● Dokument
• • • • • • •

Bleiben Sie kurz dran für einen etwas technischeren Abschnitt – es zahlt sich vermutlich aus. Ich habe die Temperaturunterschiede zwischen neuer und alter TAWES für den Zeitraum von Anfang März bis Ende Mai bereits unter die Lupe nehmen können. Ich hätte auch die Daten meiner Station heranziehen können, aber wenn man schon den Luxus zweier TAWES im Parallelbetrieb in Wolkersdorf genießt, dann wollte ich doch die Daten dieser professionellen Sensorik vergleichen.

• • • • • • •

● Quellmaterial
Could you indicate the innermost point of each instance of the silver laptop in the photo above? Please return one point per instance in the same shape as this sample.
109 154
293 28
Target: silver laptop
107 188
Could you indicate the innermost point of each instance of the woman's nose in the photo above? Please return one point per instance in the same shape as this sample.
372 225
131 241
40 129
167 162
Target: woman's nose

• • • • • • •

● Aufgaben
• A. Gib den Text über den Temperaturvergleich der beiden TAWES bitte vollständig und wortgetreu aus.
• B. Stelle die Zeilen nach dem Text als Markdown-Tabelle mit den Spalten „Nr.“ und „Zeileninhalt“ dar, und zwar nur die Zeilen ab der Zeile mit „of the woman's“ bis einschließlich der letzten Zeile. Leerzeilen lässt du dabei weg.

● Lösungen
• A.
Bleiben Sie kurz dran für einen etwas technischeren Abschnitt – es zahlt sich vermutlich aus. Ich habe die Temperaturunterschiede zwischen neuer und alter TAWES für den Zeitraum von Anfang März bis Ende Mai bereits unter die Lupe nehmen können. Ich hätte auch die Daten meiner Station heranziehen können, aber wenn man schon den Luxus zweier TAWES im Parallelbetrieb in Wolkersdorf genießt, dann wollte ich doch die Daten dieser professionellen Sensorik vergleichen.

• B.
| Nr. | Zeileninhalt |
|---|---|
| 1 | Could you indicate the innermost point of each instance of the woman's nose in the photo above? Please return one point per instance in the same shape as this sample. |
| 2 | 372 225 |
| 3 | 131 241 |
| 4 | 40 129 |
| 5 | 167 162 |
| 6 | Target: woman's nose |